#### [DATA SECTION]
◆ ◆ ◆ ◆
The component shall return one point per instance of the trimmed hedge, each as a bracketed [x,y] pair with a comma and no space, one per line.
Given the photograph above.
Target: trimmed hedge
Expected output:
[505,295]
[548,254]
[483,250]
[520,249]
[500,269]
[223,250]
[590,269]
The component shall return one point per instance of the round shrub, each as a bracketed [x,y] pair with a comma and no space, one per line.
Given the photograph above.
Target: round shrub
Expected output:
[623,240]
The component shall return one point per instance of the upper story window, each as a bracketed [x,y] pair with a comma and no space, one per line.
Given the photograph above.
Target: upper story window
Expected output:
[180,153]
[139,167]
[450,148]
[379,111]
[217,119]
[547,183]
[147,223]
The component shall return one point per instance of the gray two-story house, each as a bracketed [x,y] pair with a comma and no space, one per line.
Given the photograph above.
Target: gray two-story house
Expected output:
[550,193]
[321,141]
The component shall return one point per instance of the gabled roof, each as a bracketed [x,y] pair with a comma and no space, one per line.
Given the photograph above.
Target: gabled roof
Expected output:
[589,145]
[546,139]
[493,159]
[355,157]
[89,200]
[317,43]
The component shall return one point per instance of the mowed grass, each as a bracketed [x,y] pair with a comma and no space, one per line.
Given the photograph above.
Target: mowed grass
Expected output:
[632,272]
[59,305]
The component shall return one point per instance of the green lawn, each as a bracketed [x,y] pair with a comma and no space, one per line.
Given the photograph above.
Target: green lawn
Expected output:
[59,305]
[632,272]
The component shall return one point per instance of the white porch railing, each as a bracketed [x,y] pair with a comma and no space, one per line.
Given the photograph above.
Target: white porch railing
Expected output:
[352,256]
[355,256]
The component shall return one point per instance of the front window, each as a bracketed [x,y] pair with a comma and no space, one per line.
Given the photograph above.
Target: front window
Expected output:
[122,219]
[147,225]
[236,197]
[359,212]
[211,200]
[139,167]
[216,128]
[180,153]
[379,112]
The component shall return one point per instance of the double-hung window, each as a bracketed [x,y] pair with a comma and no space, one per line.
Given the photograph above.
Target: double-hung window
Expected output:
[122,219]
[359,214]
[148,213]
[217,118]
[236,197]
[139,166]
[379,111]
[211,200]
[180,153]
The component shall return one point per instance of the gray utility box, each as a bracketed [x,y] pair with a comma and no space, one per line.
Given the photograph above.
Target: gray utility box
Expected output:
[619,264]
◆ ◆ ◆ ◆
#### [WORK ITEM]
Every line in the data that holds the string "grass" should be returned.

#### [OUTPUT OF THE TASK]
The component shall return one point per instance of the mowed grass, each as a bracketed [x,y] pair with a comma and no space, one per line.
Target: mowed grass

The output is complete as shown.